◆ **EXERCISE A**
Pull out every line of the records that contains the string "building", matching case exactly.

◆ **ARTICLE**

-=-=-=-=-

How We Speak

Oh, Those Jamaican Expressions Again

DSC03117For the past three days, I’ve been listening to Michael Jackson. Yes, the king of pop. No, he wasn’t secretly Jamaican. But Jamaicans love him (and, by the way, he did visit the island as a teen in 1975. Them days, I neva know a ting ’bout Jackson 5. Mi did too young).

Anyway, I’ve been stuck on a few songs, and there’s one I can’t get enough of: “Wanna Be Startin’ Somethin'”, released on the Thriller album when I just started high school. At the ending of this song, Michael sings about mama this, mama that, mama . . . hee hee hee!

I don’t know if those words are a special language, dialect or did jus’ mek up while he was in di studio, but that part of the song makes me want to buss out into some African folk-dance moves and get the blood pumping, the hips shaking and the feet moonwalking.

What do Michael Jackson songs have to do with Jamaican living? Not an earthly thing.

But it’s a fun way to moonwalk (get it?) into some funny-sounding words (as in LOL) in our Jamaican vocabulary. I’ve been hearing most of these since my eyes were at my knees. If you have different spellings and meanings, drop me a line, please. I would love your input.

So, as rain pours outside and the crows “run” to the ackee tree for cover, I present to you: fenneh, lay-lay, please puss, sopsy, chimmey, grannies, jing bang, karochies, bag an’ pan, muss-muss and pop.

-=-=-=-=-

◆ **DATA EXTRACT**
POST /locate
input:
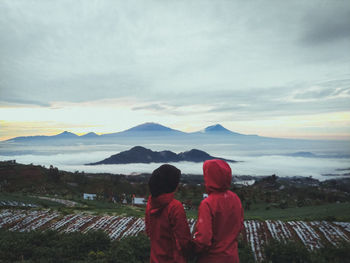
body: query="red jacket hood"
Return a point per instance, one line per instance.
(217, 175)
(159, 202)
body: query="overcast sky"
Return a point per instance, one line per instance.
(273, 68)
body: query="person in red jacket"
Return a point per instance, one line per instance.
(166, 223)
(220, 216)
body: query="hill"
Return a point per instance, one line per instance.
(139, 154)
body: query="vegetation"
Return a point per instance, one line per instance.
(281, 252)
(268, 198)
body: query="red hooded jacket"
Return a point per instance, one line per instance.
(167, 228)
(220, 216)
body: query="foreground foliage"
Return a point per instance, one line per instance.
(51, 246)
(297, 253)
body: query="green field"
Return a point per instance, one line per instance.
(332, 212)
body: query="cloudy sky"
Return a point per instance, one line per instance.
(273, 68)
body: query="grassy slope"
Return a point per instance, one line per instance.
(333, 212)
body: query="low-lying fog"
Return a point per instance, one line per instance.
(253, 162)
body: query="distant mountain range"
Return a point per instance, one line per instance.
(143, 130)
(139, 154)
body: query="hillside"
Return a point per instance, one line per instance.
(140, 154)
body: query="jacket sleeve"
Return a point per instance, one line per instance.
(147, 218)
(204, 228)
(180, 228)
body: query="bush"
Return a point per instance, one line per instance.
(130, 249)
(289, 252)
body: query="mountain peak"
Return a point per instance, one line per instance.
(66, 134)
(216, 128)
(90, 135)
(150, 127)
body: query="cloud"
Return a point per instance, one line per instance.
(327, 23)
(237, 58)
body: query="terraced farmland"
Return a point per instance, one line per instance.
(256, 233)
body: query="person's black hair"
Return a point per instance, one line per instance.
(164, 179)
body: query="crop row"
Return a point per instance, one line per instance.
(256, 233)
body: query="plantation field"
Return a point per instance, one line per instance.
(329, 212)
(313, 235)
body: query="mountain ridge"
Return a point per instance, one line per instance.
(139, 154)
(147, 129)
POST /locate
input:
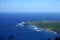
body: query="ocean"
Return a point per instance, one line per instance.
(9, 30)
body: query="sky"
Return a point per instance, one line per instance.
(29, 5)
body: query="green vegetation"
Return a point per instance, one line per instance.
(51, 25)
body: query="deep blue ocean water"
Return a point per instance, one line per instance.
(8, 22)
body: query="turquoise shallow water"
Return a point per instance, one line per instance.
(8, 22)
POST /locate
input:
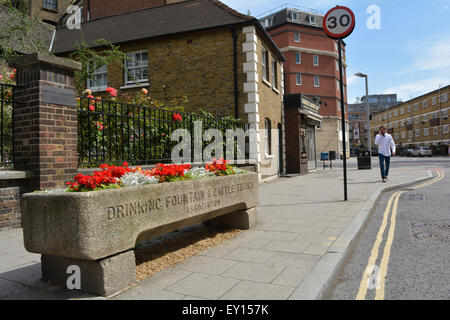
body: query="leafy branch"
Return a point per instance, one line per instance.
(93, 59)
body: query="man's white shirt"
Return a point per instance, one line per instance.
(385, 144)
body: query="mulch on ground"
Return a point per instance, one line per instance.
(162, 255)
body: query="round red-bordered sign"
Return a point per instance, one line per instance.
(339, 22)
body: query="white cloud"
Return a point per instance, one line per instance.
(433, 54)
(416, 88)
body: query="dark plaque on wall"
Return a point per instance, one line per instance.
(56, 95)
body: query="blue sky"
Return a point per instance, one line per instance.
(409, 55)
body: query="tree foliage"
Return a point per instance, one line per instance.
(93, 59)
(19, 33)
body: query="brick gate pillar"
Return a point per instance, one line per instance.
(45, 119)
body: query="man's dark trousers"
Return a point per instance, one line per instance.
(384, 168)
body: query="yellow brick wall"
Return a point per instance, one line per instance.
(394, 122)
(196, 65)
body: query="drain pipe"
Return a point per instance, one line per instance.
(236, 91)
(53, 40)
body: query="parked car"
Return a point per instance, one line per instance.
(422, 152)
(406, 152)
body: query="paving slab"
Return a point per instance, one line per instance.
(203, 286)
(254, 272)
(303, 234)
(249, 290)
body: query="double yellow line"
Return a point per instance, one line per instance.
(382, 272)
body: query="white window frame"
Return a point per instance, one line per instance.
(268, 136)
(296, 15)
(297, 77)
(265, 64)
(315, 56)
(102, 70)
(317, 83)
(299, 55)
(46, 4)
(274, 73)
(127, 68)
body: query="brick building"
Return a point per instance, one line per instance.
(223, 61)
(311, 68)
(422, 121)
(357, 115)
(50, 12)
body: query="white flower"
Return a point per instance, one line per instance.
(237, 170)
(198, 173)
(132, 179)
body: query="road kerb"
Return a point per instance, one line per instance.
(321, 278)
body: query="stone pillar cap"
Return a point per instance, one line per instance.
(34, 58)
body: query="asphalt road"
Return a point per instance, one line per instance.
(396, 162)
(403, 252)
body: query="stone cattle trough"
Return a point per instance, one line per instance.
(98, 230)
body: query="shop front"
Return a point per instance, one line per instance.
(301, 119)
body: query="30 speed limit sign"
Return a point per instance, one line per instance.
(339, 22)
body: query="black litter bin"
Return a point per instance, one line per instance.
(364, 160)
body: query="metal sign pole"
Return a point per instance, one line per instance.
(344, 146)
(339, 23)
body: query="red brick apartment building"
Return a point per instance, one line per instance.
(311, 68)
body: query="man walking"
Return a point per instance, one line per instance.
(385, 144)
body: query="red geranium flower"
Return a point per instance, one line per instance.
(176, 117)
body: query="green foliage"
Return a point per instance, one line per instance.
(102, 187)
(137, 128)
(21, 34)
(93, 59)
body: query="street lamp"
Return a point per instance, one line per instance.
(369, 133)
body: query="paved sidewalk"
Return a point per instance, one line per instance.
(302, 237)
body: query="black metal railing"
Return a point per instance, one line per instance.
(113, 132)
(6, 124)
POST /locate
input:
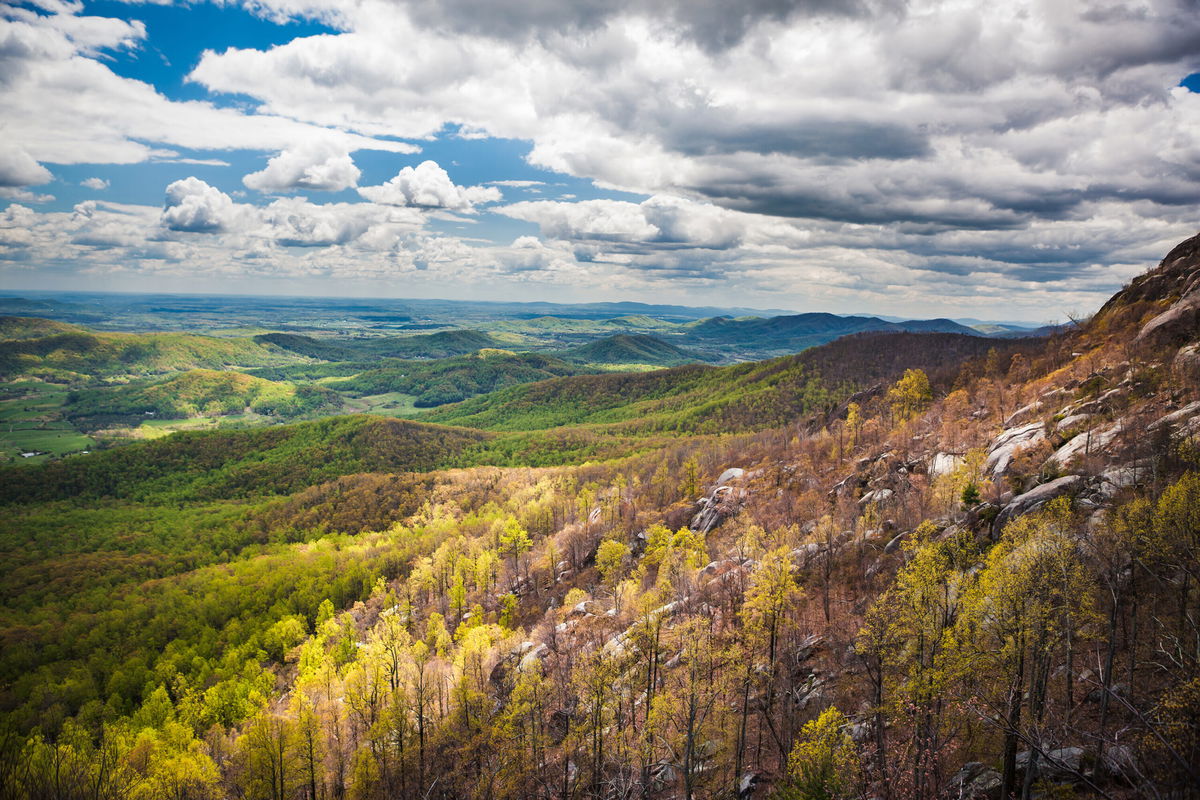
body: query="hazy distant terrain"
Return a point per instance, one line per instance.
(85, 371)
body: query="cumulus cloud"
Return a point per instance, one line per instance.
(660, 222)
(429, 186)
(318, 166)
(18, 168)
(195, 206)
(64, 104)
(829, 154)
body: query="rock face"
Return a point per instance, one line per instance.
(1177, 277)
(976, 781)
(1087, 443)
(1006, 445)
(943, 463)
(1056, 765)
(1036, 498)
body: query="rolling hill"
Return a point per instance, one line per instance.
(75, 354)
(449, 380)
(201, 392)
(421, 346)
(796, 332)
(737, 397)
(631, 349)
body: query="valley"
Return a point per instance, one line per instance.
(427, 565)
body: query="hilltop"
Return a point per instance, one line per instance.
(899, 564)
(631, 349)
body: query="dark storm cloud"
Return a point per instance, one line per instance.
(832, 139)
(712, 24)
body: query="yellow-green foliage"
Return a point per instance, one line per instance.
(823, 764)
(911, 395)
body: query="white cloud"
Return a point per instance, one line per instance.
(18, 168)
(195, 206)
(429, 186)
(318, 166)
(935, 154)
(64, 104)
(661, 221)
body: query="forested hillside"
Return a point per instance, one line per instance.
(898, 566)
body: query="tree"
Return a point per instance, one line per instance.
(611, 560)
(515, 541)
(823, 764)
(1031, 600)
(910, 395)
(765, 614)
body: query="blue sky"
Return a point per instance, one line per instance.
(1030, 157)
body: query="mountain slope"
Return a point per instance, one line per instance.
(449, 380)
(202, 392)
(737, 397)
(240, 463)
(631, 348)
(801, 331)
(79, 353)
(421, 346)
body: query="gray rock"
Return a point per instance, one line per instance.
(1006, 445)
(1023, 414)
(1179, 417)
(1089, 443)
(943, 463)
(730, 474)
(877, 495)
(976, 781)
(1038, 497)
(1177, 322)
(1055, 765)
(1072, 421)
(1119, 761)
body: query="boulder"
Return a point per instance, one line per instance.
(732, 473)
(1119, 761)
(1061, 765)
(1006, 445)
(1176, 324)
(1072, 421)
(943, 463)
(1036, 498)
(1023, 414)
(1183, 419)
(976, 781)
(877, 497)
(1087, 443)
(1187, 360)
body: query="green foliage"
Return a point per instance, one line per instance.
(449, 380)
(631, 348)
(823, 764)
(611, 560)
(94, 354)
(213, 464)
(421, 346)
(910, 395)
(203, 392)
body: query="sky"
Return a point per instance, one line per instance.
(1013, 160)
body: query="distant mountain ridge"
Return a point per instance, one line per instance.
(796, 332)
(631, 348)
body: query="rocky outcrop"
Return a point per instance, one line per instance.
(1006, 445)
(976, 781)
(1085, 444)
(1036, 498)
(1176, 281)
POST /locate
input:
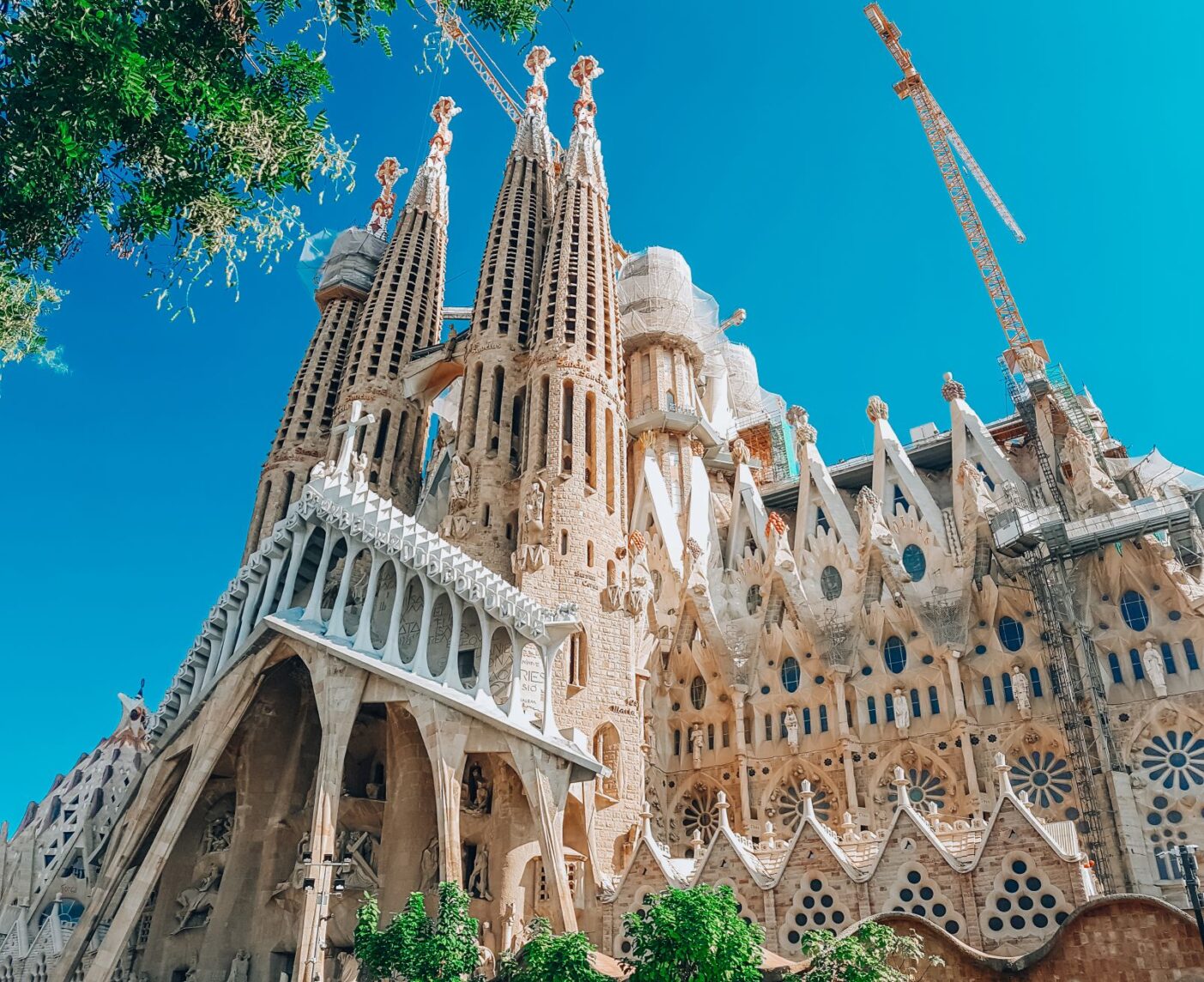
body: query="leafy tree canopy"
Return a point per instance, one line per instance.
(549, 957)
(415, 947)
(695, 934)
(872, 954)
(175, 124)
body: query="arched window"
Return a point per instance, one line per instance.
(831, 585)
(895, 653)
(914, 563)
(1134, 611)
(790, 674)
(1114, 663)
(1012, 634)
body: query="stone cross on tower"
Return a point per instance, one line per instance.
(382, 209)
(583, 75)
(343, 465)
(537, 62)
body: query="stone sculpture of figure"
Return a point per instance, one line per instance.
(430, 864)
(902, 711)
(534, 510)
(478, 880)
(239, 969)
(696, 745)
(1151, 658)
(791, 729)
(1020, 692)
(460, 481)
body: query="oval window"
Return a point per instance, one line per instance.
(895, 653)
(1012, 634)
(1134, 611)
(790, 674)
(914, 563)
(831, 585)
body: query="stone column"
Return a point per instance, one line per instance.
(337, 689)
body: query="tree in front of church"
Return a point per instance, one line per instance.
(696, 934)
(414, 946)
(548, 957)
(872, 954)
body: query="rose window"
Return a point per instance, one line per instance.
(925, 787)
(790, 806)
(701, 814)
(1174, 760)
(1044, 776)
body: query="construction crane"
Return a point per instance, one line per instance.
(941, 134)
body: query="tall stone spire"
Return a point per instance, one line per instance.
(573, 523)
(403, 312)
(304, 433)
(490, 438)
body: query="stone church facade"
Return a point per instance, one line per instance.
(567, 609)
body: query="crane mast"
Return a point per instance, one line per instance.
(943, 139)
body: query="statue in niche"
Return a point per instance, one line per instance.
(478, 877)
(239, 969)
(197, 901)
(429, 870)
(475, 791)
(696, 740)
(1155, 670)
(459, 484)
(791, 729)
(902, 711)
(1020, 692)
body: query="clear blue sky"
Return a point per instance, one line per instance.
(767, 146)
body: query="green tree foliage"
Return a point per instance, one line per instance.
(695, 934)
(179, 124)
(549, 957)
(872, 954)
(415, 947)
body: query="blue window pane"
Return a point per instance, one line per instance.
(895, 653)
(1138, 670)
(1012, 634)
(790, 674)
(1114, 663)
(1134, 611)
(914, 561)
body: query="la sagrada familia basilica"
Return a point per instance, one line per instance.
(561, 605)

-=-=-=-=-

◆ **EXERCISE B**
Answer from the post on Jamaican expressions:
(i) In what year did Michael Jackson visit the island as a teen?
(ii) On which album was "Wanna Be Startin' Somethin'" released?
(iii) To what tree do the crows "run" for cover?

◆ **TASK ANSWER A**
body: query="brick building"
body: query="red brick apartment building"

◆ **TASK ANSWER B**
(i) 1975
(ii) Thriller
(iii) The ackee tree